**GIVEN PASSAGE:**
--- BEGIN ---
Maven upgraded DROOLS version and now can no longer build

I am new to maven and java. I am working on a Java/DROOLS project. I was experiencing errors which seemed to be fixed with the next version of DROOLS. I changed the version in my pom.xml and then did mvn package.
The files were downloaded but every line of code that references DROOLS throws a compile error of package org.drools does not exist.
[ERROR] /C:/Dev/src/main/java/com/company/project/drools/client/DroolsRulesRunner.java:[11,18] package org.drools does not exist
[ERROR] /C:/Dev/src/main/java/com/company/project/drools/client/DroolsRulesRunner.java:[12,29] package org.drools.definition does not exist
Any help would be greatly appreciated.
Edit
Here is my pom.xml.
--- END ---
**ENTRIES PROVIDED:**
--- BEGIN ---
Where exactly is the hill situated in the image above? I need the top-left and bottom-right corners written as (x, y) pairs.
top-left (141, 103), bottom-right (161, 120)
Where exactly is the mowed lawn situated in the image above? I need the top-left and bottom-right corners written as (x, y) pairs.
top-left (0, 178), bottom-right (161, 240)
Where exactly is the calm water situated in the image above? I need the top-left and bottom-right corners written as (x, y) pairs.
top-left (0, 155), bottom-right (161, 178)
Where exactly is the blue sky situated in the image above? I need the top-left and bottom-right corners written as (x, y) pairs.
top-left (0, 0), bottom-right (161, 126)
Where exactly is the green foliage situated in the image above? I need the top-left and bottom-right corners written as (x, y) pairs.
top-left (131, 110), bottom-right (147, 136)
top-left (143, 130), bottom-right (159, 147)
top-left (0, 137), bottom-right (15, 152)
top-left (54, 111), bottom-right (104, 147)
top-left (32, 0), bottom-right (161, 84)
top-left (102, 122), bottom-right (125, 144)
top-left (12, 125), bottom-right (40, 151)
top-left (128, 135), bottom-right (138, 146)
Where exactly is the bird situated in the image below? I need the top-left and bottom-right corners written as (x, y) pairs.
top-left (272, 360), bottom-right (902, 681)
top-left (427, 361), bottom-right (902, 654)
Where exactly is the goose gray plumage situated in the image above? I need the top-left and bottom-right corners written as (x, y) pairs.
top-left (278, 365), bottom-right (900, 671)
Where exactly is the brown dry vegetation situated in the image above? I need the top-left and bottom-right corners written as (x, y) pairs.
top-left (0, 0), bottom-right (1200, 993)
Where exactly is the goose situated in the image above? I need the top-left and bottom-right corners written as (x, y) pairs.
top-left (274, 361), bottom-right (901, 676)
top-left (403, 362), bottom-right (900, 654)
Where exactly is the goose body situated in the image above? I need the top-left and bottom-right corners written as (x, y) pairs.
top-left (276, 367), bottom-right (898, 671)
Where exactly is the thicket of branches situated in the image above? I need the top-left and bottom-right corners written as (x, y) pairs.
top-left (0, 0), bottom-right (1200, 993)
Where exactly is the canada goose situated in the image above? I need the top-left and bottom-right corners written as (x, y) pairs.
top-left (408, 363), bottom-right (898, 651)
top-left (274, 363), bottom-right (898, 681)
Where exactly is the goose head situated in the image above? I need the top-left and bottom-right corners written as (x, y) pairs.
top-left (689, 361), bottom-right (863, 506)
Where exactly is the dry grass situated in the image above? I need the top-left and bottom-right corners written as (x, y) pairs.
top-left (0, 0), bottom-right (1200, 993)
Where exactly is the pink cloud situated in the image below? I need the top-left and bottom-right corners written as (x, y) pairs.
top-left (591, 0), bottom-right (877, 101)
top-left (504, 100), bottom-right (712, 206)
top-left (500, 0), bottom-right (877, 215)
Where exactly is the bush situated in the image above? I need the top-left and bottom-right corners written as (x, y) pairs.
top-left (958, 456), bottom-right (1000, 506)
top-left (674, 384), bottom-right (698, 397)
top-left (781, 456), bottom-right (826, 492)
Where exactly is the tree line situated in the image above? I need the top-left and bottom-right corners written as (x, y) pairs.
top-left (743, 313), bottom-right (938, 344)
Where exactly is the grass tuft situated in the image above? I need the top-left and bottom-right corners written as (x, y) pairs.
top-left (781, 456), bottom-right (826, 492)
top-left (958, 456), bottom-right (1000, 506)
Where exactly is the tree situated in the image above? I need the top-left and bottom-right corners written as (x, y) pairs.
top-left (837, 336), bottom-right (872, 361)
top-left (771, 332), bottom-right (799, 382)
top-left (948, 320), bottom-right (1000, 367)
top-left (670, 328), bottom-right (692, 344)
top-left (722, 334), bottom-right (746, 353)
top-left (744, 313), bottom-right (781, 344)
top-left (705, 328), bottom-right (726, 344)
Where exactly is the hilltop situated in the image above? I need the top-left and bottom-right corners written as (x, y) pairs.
--- END ---
**THE TASKS:**
a) In the Maven build post, which command did the author run after changing the DROOLS version in pom.xml?
b) Quote everything in the Maven build post from "I am new to" down to "is my pom.xml.".
The records have no connection to the Maven build post.

**WORKED SOLUTIONS:**
a) mvn package

b)
I am new to maven and java. I am working on a Java/DROOLS project. I was experiencing errors which seemed to be fixed with the next version of DROOLS. I changed the version in my pom.xml and then did mvn package.
The files were downloaded but every line of code that references DROOLS throws a compile error of package org.drools does not exist.
[ERROR] /C:/Dev/src/main/java/com/company/project/drools/client/DroolsRulesRunner.java:[11,18] package org.drools does not exist
[ERROR] /C:/Dev/src/main/java/com/company/project/drools/client/DroolsRulesRunner.java:[12,29] package org.drools.definition does not exist
Any help would be greatly appreciated.
Edit
Here is my pom.xml.